## Quoted text
•••

2

I use SQL Server 2012 and SSIS. I have two Tables in the same server and same database. I need to transfer all records of both tables into third table.

I need to add some columns (Like Execution ID and some Package Parameters) to result of UNION ALL and after that I have to transfer the records into third table.

I have two solution for doing that but I don't know which ones is more efficient.

Solution 1 : Use two OLE DB DataSources and use Union All Component in SSIS

enter image description here

Solution 2 : Use Union All in SQL Server side and use just one OLE DB Source in SSIS.

enter image description here

Which one is more efficient?

Ardalan Shahgholi
  • 11,967
  • 21
  • 108
  • 144
  • 1
    I'm betting the latter but have you noticed a time difference? Just makes more sense to me to make fewer calls to your data source. – S3S Apr 07 '17 at 20:35
  • 1
    I should say your second option is more efficient because you are doing the union on the sql database and you are making only one call to the database. Is there a big time difference in execution? – Kevin Apr 07 '17 at 20:36
  • Right now, My tables have less than 10000 rows each ones. But in future they will have more than million rows. Because of that I want to chose the best practice here and in some package I need to UNION more than two tables – Ardalan Shahgholi Apr 07 '17 at 20:39
  • 1
    IMO you should only use the Union all data flow component when you need to combine data from two different sources, and even then I'd probably preferring pulling the data into landing tables and doing the UNION ALL on the target server. – mallan1121 Apr 07 '17 at 20:49
  • If the 3rd table is also on the same server then why use SSIS at all? Can't you just write a simple SQL statement to do all of this? – Anthony Hancock Apr 07 '17 at 20:57
  • @AnthonyHancock : this is a tiny part of my package. there is a lot of transformation in this package and at the end I should create the jobs for my packages and there are other columns that must be added in package. – Ardalan Shahgholi Apr 08 '17 at 13:08
  • I try to use SSIS as little as possible, but if it's that integral to your processs, I would definitely recommend the second option. – Anthony Hancock Apr 08 '17 at 20:50

3 Answers3

3

Always favor database operations when possible. If 2 tables are in the same database, there is absolutely no reason to favor an SSIS operation over the query optimizer. Union All is a no blocking operation, so there will be almost no difference in this case, but if this was a join or a more complex operation then the query optimizer would come into play.

•••

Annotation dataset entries
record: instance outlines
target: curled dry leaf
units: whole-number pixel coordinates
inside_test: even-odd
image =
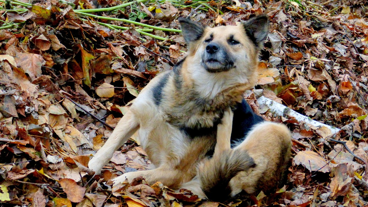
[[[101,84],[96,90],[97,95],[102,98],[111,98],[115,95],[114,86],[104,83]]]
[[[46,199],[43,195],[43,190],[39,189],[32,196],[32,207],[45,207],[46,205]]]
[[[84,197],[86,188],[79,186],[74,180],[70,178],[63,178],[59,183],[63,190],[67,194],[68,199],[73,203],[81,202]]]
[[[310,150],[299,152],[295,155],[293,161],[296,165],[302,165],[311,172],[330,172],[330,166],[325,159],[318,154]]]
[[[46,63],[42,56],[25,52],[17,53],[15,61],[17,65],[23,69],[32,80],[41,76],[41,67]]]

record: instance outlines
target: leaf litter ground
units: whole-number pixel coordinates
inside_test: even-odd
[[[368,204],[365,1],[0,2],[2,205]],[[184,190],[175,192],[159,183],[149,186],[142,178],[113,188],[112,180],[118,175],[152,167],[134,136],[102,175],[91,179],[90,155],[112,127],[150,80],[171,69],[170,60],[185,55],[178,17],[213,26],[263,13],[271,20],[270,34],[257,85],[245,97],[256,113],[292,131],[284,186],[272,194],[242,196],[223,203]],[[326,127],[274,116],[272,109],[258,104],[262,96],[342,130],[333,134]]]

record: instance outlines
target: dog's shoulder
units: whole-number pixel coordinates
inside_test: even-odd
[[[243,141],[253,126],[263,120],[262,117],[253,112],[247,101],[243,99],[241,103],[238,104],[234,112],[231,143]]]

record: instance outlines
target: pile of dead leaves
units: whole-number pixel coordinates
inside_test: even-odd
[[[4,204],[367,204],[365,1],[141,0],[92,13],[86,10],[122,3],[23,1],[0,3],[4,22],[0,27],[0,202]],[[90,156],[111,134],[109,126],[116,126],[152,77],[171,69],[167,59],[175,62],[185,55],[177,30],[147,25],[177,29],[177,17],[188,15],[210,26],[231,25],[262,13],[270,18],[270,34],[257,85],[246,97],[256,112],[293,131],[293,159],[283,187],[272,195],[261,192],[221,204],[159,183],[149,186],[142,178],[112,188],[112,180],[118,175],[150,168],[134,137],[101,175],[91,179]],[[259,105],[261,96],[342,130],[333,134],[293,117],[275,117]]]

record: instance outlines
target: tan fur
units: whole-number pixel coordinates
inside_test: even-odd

•••

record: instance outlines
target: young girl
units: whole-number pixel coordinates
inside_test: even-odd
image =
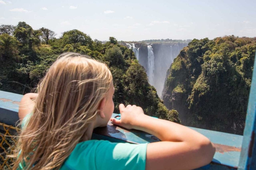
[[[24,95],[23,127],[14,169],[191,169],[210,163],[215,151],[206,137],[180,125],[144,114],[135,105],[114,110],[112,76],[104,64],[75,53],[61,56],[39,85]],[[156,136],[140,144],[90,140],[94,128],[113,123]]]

•••

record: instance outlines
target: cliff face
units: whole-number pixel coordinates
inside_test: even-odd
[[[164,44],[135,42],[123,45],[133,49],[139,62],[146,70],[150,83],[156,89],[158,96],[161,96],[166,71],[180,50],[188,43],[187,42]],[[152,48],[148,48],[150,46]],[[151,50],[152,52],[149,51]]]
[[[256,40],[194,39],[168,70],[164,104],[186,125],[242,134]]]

•••

## Tasks for this exercise
(a) In the SSIS thread, how many rows does the asker say each table currently holds?
(b) Write what follows the final sentence of the SSIS thread.

## The results
(a) Fewer than 10,000 rows each.

(b)
Use the database solution as a rule of thumb.

  • One reason you might do it in SSIS is that you prefer the development and debugging style of SSIS. But for performance, sure, for something like this in the same DB you'd favour the DB query. – Rich May 09 '17 at 14:33
  • Good answer. I just want to point out that union all is a partially blocking transformation, not a non blocking transformation. – Khaled Jul 16 '17 at 23:54
0

You can also consider doing it in simple Execute SQL task.

Insert into T3
select * from T1
union all
select * from T2
Srinivasa Rao
  • 172
  • 2
  • 11
0

Sorry to disagree with Cafe Con Leche but once you are comfortable with SSIS you should always use an SSIS task over TSQL. Except for sort operations SSIS is usually faster and provides very easy to set up error handling (including 'bad' rows being redirected to be processed/fixed later) and logging. Almost anything that can be done in SSIS can be done in TSQL (especially if you are comfortable using sp_cmdshell) but its much harder to do logging and error handling in TSQL that is built into SSIS.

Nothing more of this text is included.